# Task to carry out:
The entries below hold a line with "positive clicks: (140, 116) (149, 109)" and a line with "box: [240, 157, 383, 264]". Return those lines and all that lie between them, exactly and only.

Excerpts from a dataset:
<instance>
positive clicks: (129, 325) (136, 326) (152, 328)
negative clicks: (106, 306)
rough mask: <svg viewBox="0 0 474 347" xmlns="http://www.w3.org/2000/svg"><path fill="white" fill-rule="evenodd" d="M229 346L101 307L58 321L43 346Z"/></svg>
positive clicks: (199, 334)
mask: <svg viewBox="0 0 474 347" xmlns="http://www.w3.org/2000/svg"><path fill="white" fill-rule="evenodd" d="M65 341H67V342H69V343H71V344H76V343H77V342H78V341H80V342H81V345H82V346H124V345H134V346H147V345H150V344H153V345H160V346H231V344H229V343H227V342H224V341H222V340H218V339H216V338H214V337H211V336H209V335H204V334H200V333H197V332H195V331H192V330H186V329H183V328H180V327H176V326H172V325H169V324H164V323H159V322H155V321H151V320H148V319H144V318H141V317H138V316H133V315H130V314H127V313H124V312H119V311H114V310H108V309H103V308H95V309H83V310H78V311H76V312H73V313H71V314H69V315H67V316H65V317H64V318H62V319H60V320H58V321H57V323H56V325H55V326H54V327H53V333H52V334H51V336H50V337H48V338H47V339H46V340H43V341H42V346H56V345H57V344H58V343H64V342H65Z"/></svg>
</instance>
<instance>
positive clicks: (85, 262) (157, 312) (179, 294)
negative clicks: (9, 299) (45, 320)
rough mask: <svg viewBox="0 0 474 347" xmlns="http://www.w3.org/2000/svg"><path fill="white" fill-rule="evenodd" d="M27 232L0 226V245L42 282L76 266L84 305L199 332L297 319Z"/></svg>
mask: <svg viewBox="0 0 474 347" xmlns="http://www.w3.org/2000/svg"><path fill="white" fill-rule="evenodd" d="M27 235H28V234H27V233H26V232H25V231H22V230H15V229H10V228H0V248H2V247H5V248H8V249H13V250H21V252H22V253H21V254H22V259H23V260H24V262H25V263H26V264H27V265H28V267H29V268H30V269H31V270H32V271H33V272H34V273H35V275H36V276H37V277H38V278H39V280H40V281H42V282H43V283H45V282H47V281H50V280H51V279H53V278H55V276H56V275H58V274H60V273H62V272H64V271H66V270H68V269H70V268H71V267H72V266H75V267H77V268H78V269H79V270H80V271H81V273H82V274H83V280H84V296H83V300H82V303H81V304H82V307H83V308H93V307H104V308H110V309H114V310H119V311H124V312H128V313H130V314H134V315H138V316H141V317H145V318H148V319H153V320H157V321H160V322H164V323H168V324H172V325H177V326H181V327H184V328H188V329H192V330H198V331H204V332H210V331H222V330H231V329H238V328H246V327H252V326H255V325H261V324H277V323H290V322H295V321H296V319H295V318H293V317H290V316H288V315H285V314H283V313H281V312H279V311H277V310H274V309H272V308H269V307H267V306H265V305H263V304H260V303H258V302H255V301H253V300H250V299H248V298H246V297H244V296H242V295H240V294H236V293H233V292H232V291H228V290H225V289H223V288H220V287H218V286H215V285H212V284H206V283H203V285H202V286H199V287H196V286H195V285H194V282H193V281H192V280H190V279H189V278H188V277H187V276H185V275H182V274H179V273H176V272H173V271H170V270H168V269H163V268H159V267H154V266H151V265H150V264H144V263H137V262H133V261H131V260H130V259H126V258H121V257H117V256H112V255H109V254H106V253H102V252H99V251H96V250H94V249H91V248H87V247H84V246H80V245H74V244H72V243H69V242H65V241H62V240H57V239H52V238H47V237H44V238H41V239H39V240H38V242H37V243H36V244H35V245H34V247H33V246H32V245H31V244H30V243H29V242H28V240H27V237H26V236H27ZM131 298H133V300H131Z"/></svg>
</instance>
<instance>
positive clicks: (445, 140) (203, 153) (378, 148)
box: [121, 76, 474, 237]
...
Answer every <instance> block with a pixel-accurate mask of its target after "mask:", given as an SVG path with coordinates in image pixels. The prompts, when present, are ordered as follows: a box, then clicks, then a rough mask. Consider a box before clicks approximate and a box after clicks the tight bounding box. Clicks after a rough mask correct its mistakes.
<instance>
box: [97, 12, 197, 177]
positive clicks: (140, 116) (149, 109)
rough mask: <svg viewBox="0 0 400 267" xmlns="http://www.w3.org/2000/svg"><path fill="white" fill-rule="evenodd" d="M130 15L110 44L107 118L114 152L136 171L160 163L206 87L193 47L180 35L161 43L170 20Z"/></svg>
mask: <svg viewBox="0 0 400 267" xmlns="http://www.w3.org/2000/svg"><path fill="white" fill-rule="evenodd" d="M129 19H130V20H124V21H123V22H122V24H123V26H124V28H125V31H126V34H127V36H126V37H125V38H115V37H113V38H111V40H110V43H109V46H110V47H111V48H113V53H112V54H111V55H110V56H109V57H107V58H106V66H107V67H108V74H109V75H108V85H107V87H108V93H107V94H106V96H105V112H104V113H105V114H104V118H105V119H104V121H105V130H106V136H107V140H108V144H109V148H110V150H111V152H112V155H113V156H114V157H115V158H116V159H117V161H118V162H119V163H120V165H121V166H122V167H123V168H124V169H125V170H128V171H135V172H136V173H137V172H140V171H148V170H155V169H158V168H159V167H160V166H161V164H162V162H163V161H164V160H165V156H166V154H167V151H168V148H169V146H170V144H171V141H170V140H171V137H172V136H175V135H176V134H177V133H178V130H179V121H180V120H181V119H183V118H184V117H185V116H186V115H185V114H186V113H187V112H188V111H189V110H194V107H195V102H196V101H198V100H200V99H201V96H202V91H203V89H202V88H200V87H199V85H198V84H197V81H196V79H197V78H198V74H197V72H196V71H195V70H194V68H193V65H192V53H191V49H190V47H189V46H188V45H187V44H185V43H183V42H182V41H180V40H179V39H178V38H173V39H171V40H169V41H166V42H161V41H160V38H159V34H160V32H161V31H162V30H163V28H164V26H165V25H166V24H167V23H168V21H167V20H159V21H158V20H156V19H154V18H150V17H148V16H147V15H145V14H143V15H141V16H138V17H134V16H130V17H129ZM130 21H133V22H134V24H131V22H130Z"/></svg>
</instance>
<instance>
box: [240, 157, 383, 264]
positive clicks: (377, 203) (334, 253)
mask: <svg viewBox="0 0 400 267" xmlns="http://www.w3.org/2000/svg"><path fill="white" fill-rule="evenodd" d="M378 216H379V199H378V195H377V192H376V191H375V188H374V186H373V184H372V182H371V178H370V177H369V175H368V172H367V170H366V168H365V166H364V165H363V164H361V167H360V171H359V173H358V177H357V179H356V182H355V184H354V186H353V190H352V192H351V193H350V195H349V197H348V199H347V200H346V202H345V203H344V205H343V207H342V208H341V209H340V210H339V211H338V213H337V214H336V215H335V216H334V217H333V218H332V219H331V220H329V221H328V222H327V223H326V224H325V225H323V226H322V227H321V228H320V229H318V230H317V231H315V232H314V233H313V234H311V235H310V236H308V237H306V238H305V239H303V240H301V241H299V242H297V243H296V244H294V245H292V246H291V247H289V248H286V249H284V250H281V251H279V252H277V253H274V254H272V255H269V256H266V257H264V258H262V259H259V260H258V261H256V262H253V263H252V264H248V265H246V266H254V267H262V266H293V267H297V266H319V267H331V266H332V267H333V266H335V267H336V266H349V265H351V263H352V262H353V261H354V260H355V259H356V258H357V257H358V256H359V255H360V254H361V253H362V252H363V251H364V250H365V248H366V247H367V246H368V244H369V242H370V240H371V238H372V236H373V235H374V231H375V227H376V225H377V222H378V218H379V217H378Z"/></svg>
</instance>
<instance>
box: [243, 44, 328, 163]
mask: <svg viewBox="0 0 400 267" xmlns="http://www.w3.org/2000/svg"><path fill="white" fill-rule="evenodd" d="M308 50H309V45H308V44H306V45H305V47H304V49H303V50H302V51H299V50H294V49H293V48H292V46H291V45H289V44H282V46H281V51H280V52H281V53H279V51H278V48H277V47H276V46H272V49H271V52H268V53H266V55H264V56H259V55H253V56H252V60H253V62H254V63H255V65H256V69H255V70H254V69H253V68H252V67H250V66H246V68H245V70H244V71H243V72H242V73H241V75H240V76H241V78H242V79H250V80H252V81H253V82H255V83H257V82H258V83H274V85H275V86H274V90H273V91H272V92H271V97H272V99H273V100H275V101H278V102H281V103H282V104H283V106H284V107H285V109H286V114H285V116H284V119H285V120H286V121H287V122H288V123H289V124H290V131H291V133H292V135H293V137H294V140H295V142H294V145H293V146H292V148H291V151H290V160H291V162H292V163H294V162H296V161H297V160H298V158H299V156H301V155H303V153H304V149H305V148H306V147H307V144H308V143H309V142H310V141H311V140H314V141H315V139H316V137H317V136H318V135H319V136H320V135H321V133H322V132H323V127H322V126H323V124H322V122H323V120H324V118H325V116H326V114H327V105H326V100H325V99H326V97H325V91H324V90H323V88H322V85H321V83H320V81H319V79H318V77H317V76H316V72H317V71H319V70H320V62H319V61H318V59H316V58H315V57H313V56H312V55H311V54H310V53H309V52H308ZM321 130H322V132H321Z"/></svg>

# Task answer:
positive clicks: (140, 116) (149, 109)
rough mask: <svg viewBox="0 0 400 267" xmlns="http://www.w3.org/2000/svg"><path fill="white" fill-rule="evenodd" d="M130 15L110 44L107 118L114 152L136 171L160 163L206 87L193 47L180 35L161 43L170 20Z"/></svg>
mask: <svg viewBox="0 0 400 267" xmlns="http://www.w3.org/2000/svg"><path fill="white" fill-rule="evenodd" d="M129 19H130V20H124V21H123V22H122V24H123V26H124V28H125V31H126V34H127V36H126V37H125V38H115V37H113V38H111V40H110V43H109V46H110V47H111V48H113V53H112V54H111V55H110V56H109V57H107V58H106V66H107V67H108V74H109V75H108V85H107V87H108V93H107V94H106V96H105V112H104V113H105V114H104V118H105V119H104V121H105V130H106V136H107V140H108V144H109V148H110V150H111V152H112V155H113V156H114V157H115V158H116V159H117V161H118V162H119V163H120V165H121V166H122V167H123V168H124V169H125V170H128V171H135V172H136V173H137V172H140V171H148V170H155V169H158V168H159V167H160V166H161V164H162V162H163V161H164V160H165V156H166V154H167V151H168V148H169V146H170V144H171V141H170V140H171V137H172V136H175V135H176V134H177V133H178V130H179V121H180V120H181V119H183V118H184V117H185V116H186V115H185V114H186V113H187V112H188V111H189V110H194V107H195V102H196V101H198V100H200V99H201V96H202V91H203V89H202V88H200V87H199V85H198V84H197V81H196V79H197V78H198V74H197V72H196V71H195V70H194V68H193V65H192V53H191V49H190V47H189V46H188V45H187V44H185V43H183V42H182V41H180V40H179V39H178V38H173V39H171V40H169V41H166V42H161V41H160V38H159V34H160V32H161V31H162V30H163V28H164V26H165V25H166V24H167V23H168V21H167V20H159V21H158V20H156V19H154V18H150V17H148V16H147V15H145V14H143V15H141V16H138V17H134V16H130V17H129ZM130 21H133V22H134V24H131V22H130Z"/></svg>
</instance>
<instance>
box: [240, 157, 383, 264]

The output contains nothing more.